EXCERPT TO READ:
Many early childhood professionals work in the children‘s service area. There are various roles within a children‘s service, including:

  • Area Manager
  • Centre Director
  • Early Childhood Teacher
  • Room/Group Leader
  • Assistant
  • Floater (works throughout the centre in a number of rooms in a supporting capacity)
  • Centre Cook
  • Relief Staff (someone who is called in to work when a staff member is away)
  • Volunteer
  • Administration assistant

In order for the various roles to effectively and efficiently work together, there needs to be a structure outlining roles, responsibilities, routines and procedures. Such a structure ensures all tasks are completed, consistency throughout the children‘s service, and safety for all.

Structure is provided in a children‘s service through: job/position descriptions


 This topic will discuss the various elements that provide structure and clear boundaries in a children‘s service, allowing for efficiency, effectiveness and quality outcomes.


All roles within the children‘s service are important and contribute to the effective running of the service.

A job or position description is a document that outlines the duties, responsibilities and tasks associated with a specific position (see the Introduction above for some examples of positions).

All position descriptions are designed to link the various roles together to ensure consistency and effectiveness of the service provided.

When offered a position in a service, an early childhood professional will be provided with a position description outlining:

  • who to report to
  • a role summary
  • duties and responsibilities.


Refer to your job/position description, or ask your manager for a copy of a position description for an Assistant. Write down a list of tasks that are specific to the role of an assistant.

It is critical that you are familiar with your position description as it outlines your roles and responsibilities associated to your position.


Working in children’s services brings you into contact with many people, and we refer to these people as stakeholders. A stakeholder is a person or group that has an investment, share or interest in a business or industry.  Children; families; co-workers; management, and other professionals are stakeholders.  Working effectively with stakeholders involves teamwork, effective communication, negotiation and, sometimes, tolerance.


Successfully working with others requires effective team work. Team work involves “productive working relationships and outcomes”.  To ensure a high quality responsive children‘s service, all early childhood professionals must work together effectively. To achieve this we must be mindful of our roles and job descriptions within the service.

The message is simple: when one person does not fulfil their responsibility someone else has to ‘take up the slack’ and this can result in resentment and a hostile environment.

EXERCISE TASKS:
1. Decide whether each statement agrees with the passage on roles in a children's service, answering yes or no and quoting the words that settle it: (a) A Floater works in a single room of the centre. (b) A position description given to a newly hired early childhood professional outlines who to report to. (c) Management is named as a stakeholder.
2. Resume the passage on roles in a children's service, picking up after its last sentence.
The lines that come next are drawn from a separate source.

RECORDED DATA:
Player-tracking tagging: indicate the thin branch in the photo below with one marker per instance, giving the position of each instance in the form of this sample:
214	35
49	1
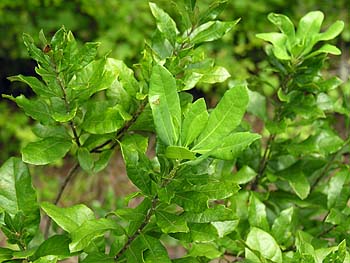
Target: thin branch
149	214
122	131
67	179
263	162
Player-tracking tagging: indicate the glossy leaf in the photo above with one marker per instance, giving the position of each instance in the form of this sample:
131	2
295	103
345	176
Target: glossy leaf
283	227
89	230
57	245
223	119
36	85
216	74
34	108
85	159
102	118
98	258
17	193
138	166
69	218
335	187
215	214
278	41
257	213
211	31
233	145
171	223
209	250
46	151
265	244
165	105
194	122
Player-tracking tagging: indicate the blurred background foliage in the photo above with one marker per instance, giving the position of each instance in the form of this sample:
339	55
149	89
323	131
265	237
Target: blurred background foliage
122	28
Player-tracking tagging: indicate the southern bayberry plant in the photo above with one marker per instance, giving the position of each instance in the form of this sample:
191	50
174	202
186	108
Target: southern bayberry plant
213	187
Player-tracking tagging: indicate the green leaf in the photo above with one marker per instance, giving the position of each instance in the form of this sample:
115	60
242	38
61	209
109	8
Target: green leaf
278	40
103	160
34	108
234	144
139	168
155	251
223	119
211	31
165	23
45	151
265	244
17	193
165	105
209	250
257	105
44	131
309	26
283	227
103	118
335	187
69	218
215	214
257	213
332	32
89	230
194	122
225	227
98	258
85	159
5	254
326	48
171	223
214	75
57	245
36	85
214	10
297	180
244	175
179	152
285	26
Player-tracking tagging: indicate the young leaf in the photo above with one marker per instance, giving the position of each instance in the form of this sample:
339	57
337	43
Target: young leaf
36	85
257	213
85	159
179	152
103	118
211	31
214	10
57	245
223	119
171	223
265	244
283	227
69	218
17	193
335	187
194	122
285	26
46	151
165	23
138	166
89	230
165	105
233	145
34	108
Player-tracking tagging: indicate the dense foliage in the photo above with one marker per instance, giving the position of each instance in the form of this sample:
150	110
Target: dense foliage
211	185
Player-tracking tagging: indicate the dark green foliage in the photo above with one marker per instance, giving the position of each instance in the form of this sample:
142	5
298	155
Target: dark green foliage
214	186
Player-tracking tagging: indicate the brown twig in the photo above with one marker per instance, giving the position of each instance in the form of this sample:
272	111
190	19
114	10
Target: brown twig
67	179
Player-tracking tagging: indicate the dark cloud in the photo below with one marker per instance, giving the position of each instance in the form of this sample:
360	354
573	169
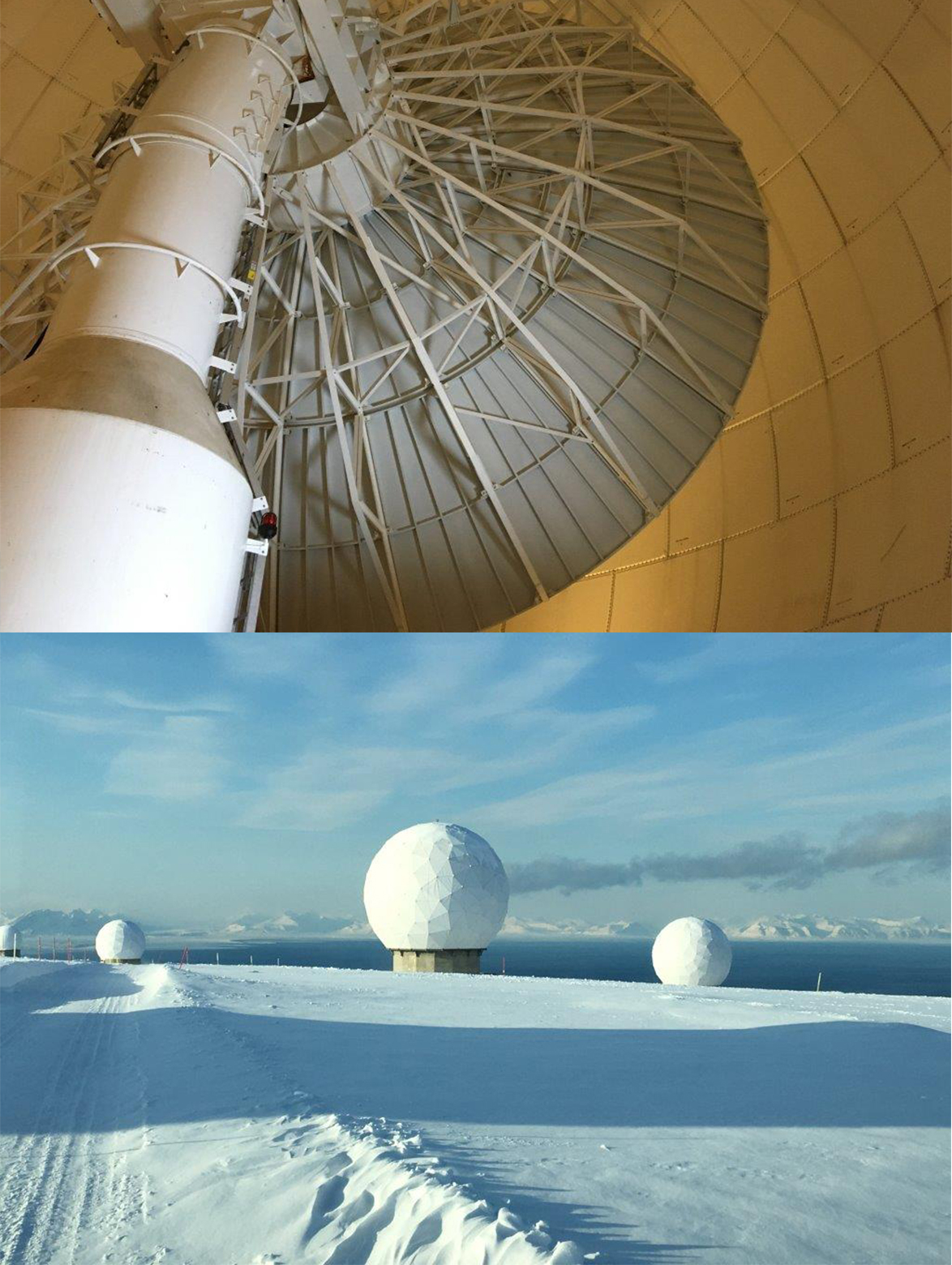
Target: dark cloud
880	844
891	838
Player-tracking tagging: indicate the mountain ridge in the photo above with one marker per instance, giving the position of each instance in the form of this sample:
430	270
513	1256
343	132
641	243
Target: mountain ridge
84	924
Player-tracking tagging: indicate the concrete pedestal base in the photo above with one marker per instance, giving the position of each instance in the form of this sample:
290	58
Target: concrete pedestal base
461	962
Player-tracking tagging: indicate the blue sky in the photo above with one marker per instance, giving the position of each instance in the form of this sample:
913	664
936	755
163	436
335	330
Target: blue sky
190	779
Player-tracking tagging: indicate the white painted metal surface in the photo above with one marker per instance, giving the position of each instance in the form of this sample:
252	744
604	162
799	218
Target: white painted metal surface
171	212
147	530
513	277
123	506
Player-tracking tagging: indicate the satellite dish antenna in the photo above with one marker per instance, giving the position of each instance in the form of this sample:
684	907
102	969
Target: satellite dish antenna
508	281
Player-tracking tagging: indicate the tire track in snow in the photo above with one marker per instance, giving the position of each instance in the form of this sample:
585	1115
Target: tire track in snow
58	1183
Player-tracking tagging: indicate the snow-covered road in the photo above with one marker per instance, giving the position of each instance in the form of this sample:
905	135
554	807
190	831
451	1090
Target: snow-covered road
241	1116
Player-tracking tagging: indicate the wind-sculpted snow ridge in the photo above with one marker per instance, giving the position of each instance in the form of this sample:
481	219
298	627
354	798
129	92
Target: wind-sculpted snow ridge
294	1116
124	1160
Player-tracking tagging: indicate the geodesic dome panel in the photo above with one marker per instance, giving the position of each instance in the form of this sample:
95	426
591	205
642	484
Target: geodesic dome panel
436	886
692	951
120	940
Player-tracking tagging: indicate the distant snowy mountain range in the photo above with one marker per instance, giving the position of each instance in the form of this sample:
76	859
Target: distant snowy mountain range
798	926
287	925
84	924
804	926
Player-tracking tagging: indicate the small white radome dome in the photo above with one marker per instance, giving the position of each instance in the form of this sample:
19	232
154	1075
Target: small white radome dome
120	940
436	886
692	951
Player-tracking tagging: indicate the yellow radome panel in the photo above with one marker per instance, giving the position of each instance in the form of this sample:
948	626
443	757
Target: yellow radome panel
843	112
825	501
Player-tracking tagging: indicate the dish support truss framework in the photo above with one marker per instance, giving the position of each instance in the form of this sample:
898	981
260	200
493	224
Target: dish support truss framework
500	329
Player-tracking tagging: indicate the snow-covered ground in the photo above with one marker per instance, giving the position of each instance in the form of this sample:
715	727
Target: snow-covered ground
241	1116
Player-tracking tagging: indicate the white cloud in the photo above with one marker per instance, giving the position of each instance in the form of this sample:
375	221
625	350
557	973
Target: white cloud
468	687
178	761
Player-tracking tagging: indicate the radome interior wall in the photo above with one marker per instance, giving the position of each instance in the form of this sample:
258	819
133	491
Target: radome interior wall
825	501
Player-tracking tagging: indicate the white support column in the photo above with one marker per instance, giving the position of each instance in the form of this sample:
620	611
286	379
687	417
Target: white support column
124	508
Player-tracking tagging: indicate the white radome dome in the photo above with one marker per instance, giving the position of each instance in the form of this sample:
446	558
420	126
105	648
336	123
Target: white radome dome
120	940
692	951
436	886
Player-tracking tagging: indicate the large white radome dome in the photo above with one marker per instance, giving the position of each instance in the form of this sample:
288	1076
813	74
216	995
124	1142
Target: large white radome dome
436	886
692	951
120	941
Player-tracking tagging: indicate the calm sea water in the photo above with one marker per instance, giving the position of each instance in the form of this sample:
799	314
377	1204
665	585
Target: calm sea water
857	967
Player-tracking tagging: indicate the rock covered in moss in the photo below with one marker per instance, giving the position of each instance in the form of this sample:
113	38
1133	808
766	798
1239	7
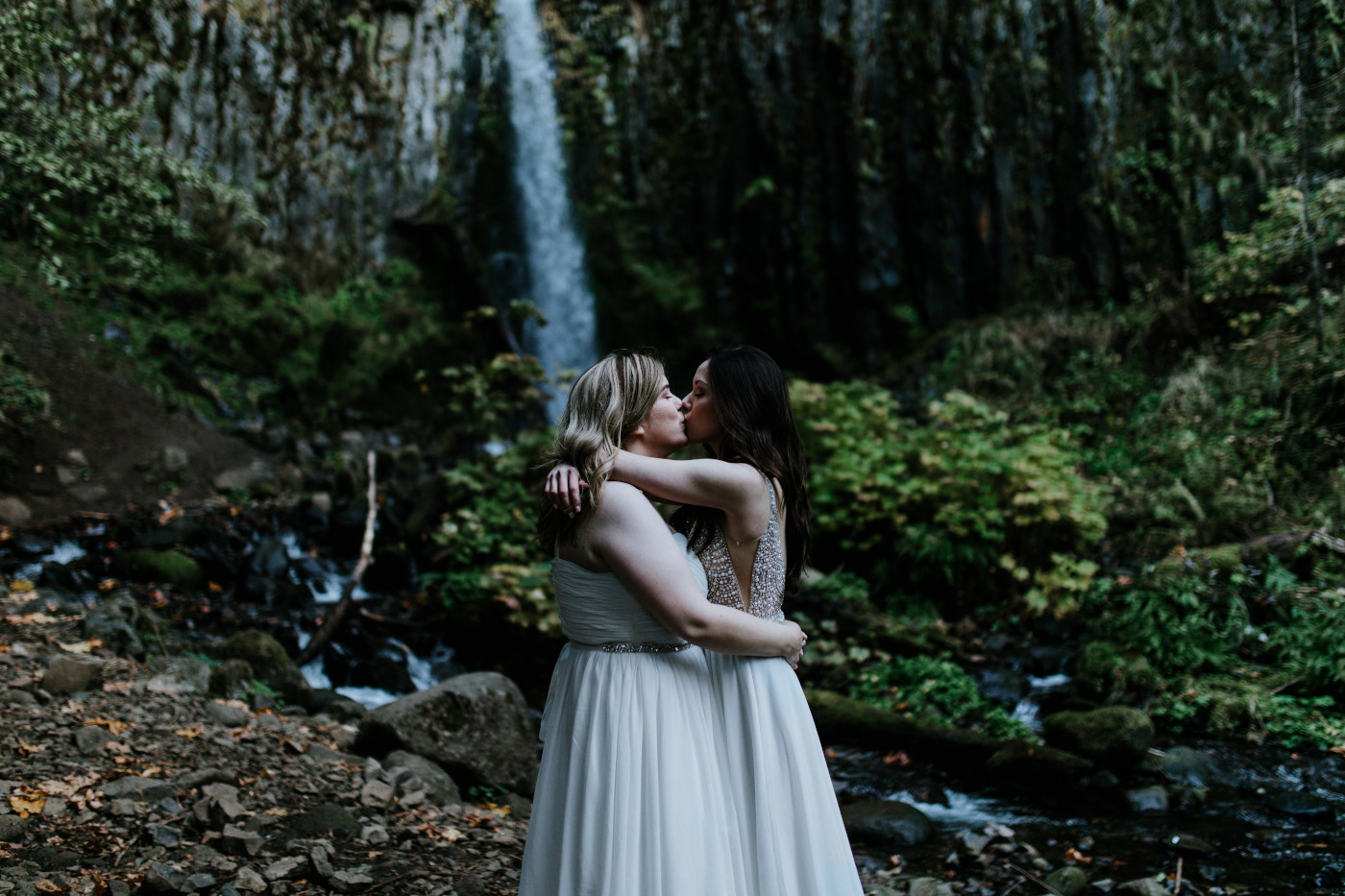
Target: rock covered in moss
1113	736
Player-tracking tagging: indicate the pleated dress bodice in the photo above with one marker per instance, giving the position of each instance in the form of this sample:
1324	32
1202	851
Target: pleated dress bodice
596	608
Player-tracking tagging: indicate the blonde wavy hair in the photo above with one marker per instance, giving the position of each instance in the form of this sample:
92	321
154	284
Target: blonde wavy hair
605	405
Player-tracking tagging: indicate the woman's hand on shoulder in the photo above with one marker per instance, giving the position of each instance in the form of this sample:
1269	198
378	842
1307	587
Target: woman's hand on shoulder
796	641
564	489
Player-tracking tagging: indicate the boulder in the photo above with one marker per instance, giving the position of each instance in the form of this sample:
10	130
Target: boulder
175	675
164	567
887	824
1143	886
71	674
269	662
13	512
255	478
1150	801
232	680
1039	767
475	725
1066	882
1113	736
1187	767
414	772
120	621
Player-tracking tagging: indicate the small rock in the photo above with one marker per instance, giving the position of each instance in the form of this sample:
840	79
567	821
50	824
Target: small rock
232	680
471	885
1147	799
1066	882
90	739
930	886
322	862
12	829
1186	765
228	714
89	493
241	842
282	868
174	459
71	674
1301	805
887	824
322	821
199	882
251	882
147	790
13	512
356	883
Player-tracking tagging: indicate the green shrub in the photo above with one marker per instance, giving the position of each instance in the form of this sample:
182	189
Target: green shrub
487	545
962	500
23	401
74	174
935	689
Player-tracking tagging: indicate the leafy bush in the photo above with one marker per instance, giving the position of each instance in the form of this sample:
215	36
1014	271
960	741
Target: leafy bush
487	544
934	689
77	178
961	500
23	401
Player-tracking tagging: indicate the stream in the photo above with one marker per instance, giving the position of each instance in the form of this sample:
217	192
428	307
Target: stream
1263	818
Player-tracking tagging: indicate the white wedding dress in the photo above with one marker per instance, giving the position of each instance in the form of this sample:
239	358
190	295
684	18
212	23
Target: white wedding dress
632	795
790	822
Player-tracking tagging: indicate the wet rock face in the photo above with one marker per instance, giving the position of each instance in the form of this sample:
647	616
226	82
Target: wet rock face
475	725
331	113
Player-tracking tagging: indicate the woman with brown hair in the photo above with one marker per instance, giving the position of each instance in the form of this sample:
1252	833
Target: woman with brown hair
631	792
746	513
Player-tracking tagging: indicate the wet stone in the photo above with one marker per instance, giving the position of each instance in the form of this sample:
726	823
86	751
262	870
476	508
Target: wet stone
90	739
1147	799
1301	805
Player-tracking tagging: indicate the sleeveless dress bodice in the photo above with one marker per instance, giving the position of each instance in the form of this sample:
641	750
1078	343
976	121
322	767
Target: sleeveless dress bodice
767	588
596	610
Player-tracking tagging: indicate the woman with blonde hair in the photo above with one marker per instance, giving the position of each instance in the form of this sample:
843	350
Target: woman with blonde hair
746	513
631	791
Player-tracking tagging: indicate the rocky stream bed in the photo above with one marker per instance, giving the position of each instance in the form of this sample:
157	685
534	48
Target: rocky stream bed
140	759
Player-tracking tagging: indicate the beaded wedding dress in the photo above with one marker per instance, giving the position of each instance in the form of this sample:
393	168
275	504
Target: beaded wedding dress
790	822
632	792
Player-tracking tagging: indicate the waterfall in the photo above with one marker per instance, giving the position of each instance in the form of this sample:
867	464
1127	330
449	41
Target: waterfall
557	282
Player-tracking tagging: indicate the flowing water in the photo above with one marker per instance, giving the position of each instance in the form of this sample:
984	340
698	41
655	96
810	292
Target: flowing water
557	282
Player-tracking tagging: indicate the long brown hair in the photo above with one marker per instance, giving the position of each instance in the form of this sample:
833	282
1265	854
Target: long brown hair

ACTIVITY ANSWERS:
1.
(a) No: "works throughout the centre in a number of rooms in a supporting capacity"
(b) Yes: "who to report to"
(c) Yes: "Children; families; co-workers; management, and other professionals are stakeholders."

2.
It can also result in an important task not being completed which could impact significantly on the health and safety of another. Imagine if someone did not feed a bottle to a baby, or failed to administer required medication!


In the 2004 Beijing Olympics there was an incident with the Australian women‘s rowing team. During the final heat, while the team was leading the race, one of the rowers stopped rowing.

Without communicating to her team-mates what was happening or what was wrong, she just stopped rowing.

The consequence of her action (or rather, inaction) was that the remaining team members had to put in additional effort to make up for her lack of action (this is commonly referred to as ‘not pulling your weight’), resulting in disharmony and negative, destructive comments and feelings of resentment.


Generally, the role of an Assistant is to support the allocated Room/Group Leader. An Assistant will have specific job tasks that may include:

  • maintaining a healthy and safe environment interacting and caring for the group of children participating in activities
  • being an effective member of the team.

What this may look like:

The Room/Group Leader is sitting with the children at group time, reading a book during a whole group activity and the children are all listening intently to the story.

The Assistant, while still observing and supervising the children, is quietly setting up the planned activity of easel painting. Once group time is finished the children are able to transition smoothly, straight into the planned activities.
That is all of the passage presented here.